**EXTRACT**.
__________

For every \varepsilon > 0 and every positive integer t there is an integer Q = Q(\varepsilon, t) such that every graph with n > Q vertices has an \varepsilon -regular partition into k + 1 classes, where t \le k \le Q . For every fixed \varepsilon > 0 and t \ge 1 such a partition can be found in O(M(n)) sequential time, where M(n) is the time for multiplying two n by n matrices with 0,1 entries over the integers. It can also be found in time O(logn) on an ERPW PRAM with a polynomial number of parallel processors.

To really understand how the above theorem would require the introduction of several supporting definitions and lemmas (including one from Szemeredi’s original paper). Since our focus is on the application, we’d just state one lemma using which the idea behind the constructive version could be revealed in a more concrete sense.

Lemma 1: [Alon et al.] Let H be a bipartite graph with equally sized classes |A| = |B| = n . Let \displaystyle 2n^{\frac{-1}{4}} < \varepsilon <\frac{1}{16} . There is an O(M(n)) algorithm that verifies that H is \varepsilon -regular or finds two subset A' \subset A , B' \subset B , \displaystyle |A'| \ge \frac{{\varepsilon}^4}{16}n , \displaystyle |B'| \ge \frac{{\varepsilon}^4}{16}n , such that \displaystyle |d(A, B) - d(A', B')| \ge \varepsilon^4 . The algorithm can be parallelized and implemented in NC.

This lemma basically says that whether or not a bipartite graph is epsilon regular is a question that can be answered very quickly. If it is – then we can have an algorithm to say so and if it is not, it should return the answer with a certificate or proof that it is not so. This certificate is nothing but subsets of the classes from the original bipartite graph. The idea of the certificate is to help to proceed to the next step.

The general idea in the Alon algorithm is:

Start with a random equitable partition of the graph C_0, C_1, \dots, C_b , where \displaystyle |C_i| = \lfloor\ \frac{n}{b} ;\rfloor and i = 1, 2, \dots, b . Also |C_0| < b . Also let k_1 = b .

Then, for each pair C_r, C_s in the partition P_i check for regularity. If it is regular report so, if not find the certificate for the pair. If out of all the pairs, only \varepsilon k_i^2 are not epsilon regular – then halt, the partition P_i is epsilon regular. If not then we refine this partition using the information gained from the certificates in the cases when the pairs not epsilon regular. On refining this partition we obtain a new partition P' with 1 + k_i4^{k_i} classes. We repeat this process till we hit a partition which is epsilon regular.

__________

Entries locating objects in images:
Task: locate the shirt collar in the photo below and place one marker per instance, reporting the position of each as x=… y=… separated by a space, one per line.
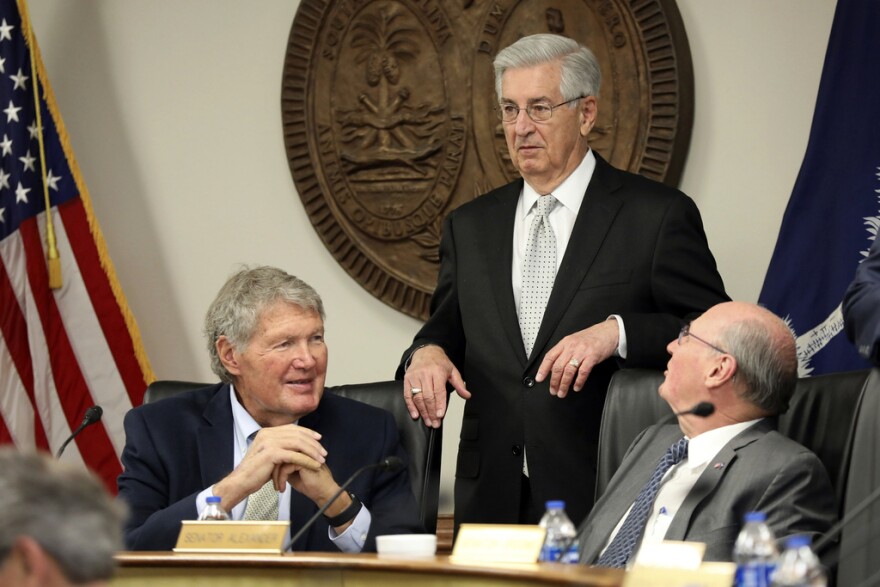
x=570 y=192
x=244 y=424
x=708 y=444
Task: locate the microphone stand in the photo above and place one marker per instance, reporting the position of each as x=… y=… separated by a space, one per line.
x=92 y=415
x=387 y=464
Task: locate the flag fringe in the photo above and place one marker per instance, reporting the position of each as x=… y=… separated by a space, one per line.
x=97 y=235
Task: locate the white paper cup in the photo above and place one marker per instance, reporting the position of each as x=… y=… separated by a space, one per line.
x=407 y=545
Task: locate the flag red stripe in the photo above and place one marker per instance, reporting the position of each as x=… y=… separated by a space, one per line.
x=14 y=329
x=106 y=307
x=73 y=393
x=5 y=436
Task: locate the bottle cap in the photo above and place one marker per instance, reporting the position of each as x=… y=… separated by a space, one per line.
x=756 y=517
x=797 y=541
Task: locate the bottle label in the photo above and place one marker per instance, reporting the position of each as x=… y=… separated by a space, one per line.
x=553 y=554
x=755 y=574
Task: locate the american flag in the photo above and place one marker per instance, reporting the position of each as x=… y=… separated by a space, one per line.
x=61 y=350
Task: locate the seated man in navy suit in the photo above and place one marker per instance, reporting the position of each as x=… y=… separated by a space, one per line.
x=740 y=358
x=265 y=440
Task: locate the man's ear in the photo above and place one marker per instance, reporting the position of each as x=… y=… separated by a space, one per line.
x=227 y=355
x=35 y=564
x=589 y=114
x=723 y=371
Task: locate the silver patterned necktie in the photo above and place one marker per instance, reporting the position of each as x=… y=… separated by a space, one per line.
x=622 y=547
x=539 y=272
x=262 y=503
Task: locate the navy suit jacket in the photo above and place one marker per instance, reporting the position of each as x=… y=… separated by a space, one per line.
x=761 y=470
x=181 y=445
x=637 y=249
x=861 y=307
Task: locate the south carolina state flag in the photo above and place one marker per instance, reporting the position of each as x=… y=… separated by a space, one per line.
x=62 y=349
x=834 y=210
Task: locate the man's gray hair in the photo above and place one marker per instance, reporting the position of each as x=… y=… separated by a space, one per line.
x=64 y=509
x=235 y=312
x=766 y=358
x=580 y=69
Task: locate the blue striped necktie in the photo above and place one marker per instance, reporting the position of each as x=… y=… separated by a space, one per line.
x=621 y=548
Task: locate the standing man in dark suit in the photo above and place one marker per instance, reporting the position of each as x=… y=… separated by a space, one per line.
x=628 y=260
x=861 y=307
x=741 y=358
x=266 y=440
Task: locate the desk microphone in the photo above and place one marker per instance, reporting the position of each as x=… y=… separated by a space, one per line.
x=93 y=415
x=391 y=464
x=701 y=410
x=837 y=528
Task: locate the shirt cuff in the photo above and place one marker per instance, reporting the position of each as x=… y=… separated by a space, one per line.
x=202 y=499
x=621 y=337
x=354 y=537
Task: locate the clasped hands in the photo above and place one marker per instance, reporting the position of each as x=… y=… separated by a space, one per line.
x=568 y=364
x=285 y=454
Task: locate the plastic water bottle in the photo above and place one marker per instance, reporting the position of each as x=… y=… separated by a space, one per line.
x=213 y=511
x=798 y=566
x=561 y=544
x=755 y=552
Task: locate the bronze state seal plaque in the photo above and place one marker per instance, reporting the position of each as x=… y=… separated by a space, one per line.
x=387 y=107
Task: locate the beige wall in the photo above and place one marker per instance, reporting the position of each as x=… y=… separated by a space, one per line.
x=173 y=109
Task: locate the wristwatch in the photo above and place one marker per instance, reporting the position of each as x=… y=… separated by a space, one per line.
x=348 y=514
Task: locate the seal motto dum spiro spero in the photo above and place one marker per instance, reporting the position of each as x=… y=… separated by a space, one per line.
x=387 y=108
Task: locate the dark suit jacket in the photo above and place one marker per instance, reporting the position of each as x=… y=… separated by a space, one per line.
x=637 y=249
x=861 y=307
x=177 y=447
x=762 y=471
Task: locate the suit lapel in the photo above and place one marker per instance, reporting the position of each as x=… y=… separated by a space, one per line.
x=497 y=245
x=712 y=476
x=301 y=507
x=594 y=220
x=624 y=489
x=215 y=438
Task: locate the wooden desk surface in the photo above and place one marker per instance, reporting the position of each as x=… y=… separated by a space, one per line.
x=139 y=569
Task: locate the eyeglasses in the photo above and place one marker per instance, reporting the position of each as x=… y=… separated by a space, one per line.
x=686 y=331
x=539 y=111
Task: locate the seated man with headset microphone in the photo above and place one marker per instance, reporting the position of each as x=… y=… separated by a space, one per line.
x=696 y=480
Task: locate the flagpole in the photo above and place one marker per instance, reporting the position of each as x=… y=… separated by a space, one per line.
x=54 y=260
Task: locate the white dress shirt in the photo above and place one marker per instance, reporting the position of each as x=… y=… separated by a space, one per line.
x=679 y=480
x=244 y=427
x=570 y=195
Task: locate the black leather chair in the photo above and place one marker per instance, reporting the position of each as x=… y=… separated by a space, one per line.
x=860 y=539
x=422 y=444
x=820 y=417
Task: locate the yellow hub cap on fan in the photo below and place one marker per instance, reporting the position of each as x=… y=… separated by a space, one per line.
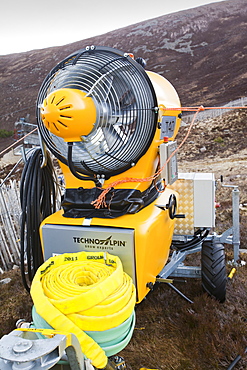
x=69 y=113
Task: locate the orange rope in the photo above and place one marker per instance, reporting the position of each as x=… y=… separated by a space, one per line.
x=100 y=201
x=16 y=142
x=201 y=108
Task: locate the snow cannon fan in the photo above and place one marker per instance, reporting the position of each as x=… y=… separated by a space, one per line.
x=97 y=113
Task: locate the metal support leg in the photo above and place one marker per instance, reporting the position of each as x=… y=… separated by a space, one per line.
x=235 y=223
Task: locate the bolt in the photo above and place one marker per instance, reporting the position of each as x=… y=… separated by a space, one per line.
x=22 y=346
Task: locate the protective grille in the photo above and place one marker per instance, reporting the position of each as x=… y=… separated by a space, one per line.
x=126 y=110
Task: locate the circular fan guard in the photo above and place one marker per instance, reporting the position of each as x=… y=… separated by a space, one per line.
x=126 y=110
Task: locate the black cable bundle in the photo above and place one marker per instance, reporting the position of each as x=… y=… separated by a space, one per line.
x=38 y=200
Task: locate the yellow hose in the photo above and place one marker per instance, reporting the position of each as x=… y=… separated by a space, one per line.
x=84 y=291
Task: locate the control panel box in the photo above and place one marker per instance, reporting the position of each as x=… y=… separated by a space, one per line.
x=196 y=201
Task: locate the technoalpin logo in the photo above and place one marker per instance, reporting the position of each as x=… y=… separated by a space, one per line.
x=108 y=241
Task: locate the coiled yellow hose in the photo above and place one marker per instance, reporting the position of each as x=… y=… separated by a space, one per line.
x=81 y=291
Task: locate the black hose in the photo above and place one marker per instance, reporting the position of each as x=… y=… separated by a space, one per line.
x=198 y=238
x=38 y=201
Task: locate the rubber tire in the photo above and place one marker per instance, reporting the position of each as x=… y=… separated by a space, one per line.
x=214 y=270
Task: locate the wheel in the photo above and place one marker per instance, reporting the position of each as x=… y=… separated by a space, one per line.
x=214 y=269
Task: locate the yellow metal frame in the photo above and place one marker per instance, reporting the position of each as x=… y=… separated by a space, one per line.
x=153 y=230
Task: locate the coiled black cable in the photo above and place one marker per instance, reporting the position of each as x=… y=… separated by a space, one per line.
x=38 y=201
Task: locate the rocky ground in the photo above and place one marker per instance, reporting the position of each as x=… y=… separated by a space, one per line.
x=171 y=333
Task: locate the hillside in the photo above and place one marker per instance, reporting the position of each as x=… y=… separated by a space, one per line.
x=201 y=51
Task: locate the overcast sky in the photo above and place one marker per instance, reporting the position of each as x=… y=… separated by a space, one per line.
x=28 y=24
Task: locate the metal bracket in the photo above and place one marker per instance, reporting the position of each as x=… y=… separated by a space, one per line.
x=20 y=349
x=174 y=266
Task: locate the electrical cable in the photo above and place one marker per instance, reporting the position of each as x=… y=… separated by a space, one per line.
x=196 y=240
x=235 y=361
x=38 y=201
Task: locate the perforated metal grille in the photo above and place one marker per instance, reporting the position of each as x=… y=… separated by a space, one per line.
x=125 y=102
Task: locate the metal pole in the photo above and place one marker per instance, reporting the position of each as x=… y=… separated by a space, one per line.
x=235 y=223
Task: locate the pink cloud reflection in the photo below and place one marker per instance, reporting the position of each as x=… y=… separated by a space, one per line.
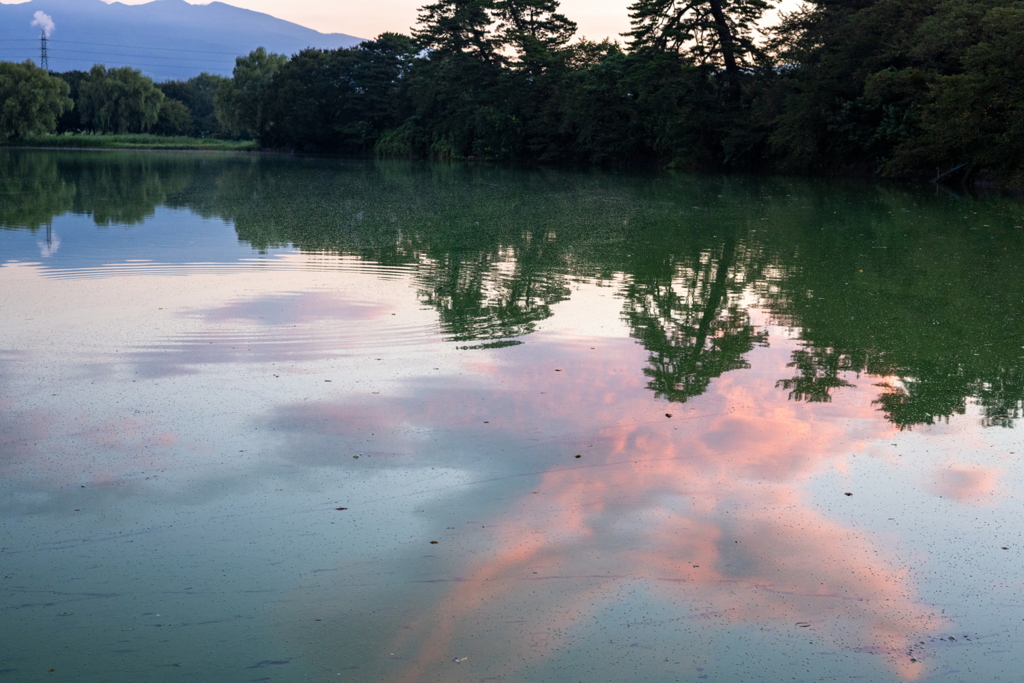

__________

**PARTS OF THE EXERCISE**.
A. In the regularity lemma excerpt, what does the certificate returned for a bipartite graph that is not epsilon regular consist of?
B. Copy the part of the regularity lemma excerpt from "The general idea" up to and including "which is epsilon regular.".

**FINAL RESULTS**.
A. It consists of subsets of the classes from the original bipartite graph.

B.
The general idea in the Alon algorithm is:

Start with a random equitable partition of the graph C_0, C_1, \dots, C_b , where \displaystyle |C_i| = \lfloor\ \frac{n}{b} ;\rfloor and i = 1, 2, \dots, b . Also |C_0| < b . Also let k_1 = b .

Then, for each pair C_r, C_s in the partition P_i check for regularity. If it is regular report so, if not find the certificate for the pair. If out of all the pairs, only \varepsilon k_i^2 are not epsilon regular – then halt, the partition P_i is epsilon regular. If not then we refine this partition using the information gained from the certificates in the cases when the pairs not epsilon regular. On refining this partition we obtain a new partition P' with 1 + k_i4^{k_i} classes. We repeat this process till we hit a partition which is epsilon regular.